Data listing:
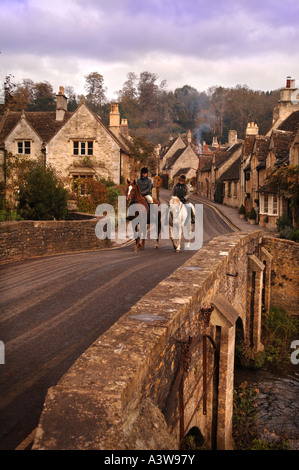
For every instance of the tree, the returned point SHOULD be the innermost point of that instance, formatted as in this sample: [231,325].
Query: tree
[41,195]
[94,85]
[43,97]
[142,154]
[187,105]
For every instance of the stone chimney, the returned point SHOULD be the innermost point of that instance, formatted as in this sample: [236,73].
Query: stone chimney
[232,137]
[61,104]
[288,99]
[114,122]
[252,129]
[215,142]
[124,128]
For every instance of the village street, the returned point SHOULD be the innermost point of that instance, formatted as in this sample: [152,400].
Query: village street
[54,308]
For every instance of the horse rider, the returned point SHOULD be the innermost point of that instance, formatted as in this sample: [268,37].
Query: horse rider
[145,184]
[182,192]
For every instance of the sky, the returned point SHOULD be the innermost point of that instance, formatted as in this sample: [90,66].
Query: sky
[201,43]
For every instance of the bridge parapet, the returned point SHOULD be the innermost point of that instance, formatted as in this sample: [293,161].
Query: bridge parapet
[167,364]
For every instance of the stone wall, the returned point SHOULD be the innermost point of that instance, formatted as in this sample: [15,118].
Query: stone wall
[28,239]
[285,273]
[123,392]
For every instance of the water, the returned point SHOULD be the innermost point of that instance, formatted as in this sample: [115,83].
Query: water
[278,406]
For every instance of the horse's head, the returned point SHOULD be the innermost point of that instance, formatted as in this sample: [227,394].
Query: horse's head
[132,191]
[175,205]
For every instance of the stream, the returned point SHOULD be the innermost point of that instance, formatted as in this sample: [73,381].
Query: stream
[278,406]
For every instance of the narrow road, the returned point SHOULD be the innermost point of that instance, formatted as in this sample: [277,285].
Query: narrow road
[54,308]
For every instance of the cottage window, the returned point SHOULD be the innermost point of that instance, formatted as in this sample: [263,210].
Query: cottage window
[275,205]
[79,184]
[24,147]
[83,147]
[269,204]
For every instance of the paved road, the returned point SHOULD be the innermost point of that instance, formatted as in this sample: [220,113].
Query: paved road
[53,308]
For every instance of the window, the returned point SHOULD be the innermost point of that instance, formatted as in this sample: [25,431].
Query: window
[83,147]
[275,204]
[266,203]
[79,185]
[24,147]
[269,204]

Exercise directions: Format the rows from the line with "For every instance of the window, the" up to and including the last row above as a two-column CSV headed text and answer. Give one line per row, put each value in a quoted field, and replace any line breaks with spaces.

Worked solution:
text,answer
"For every instance of the window, the returned point SHOULD be the innermost point of that instance, formatted as in this sample: [25,431]. Query: window","[83,147] [275,204] [266,203] [79,185] [24,147] [269,204]"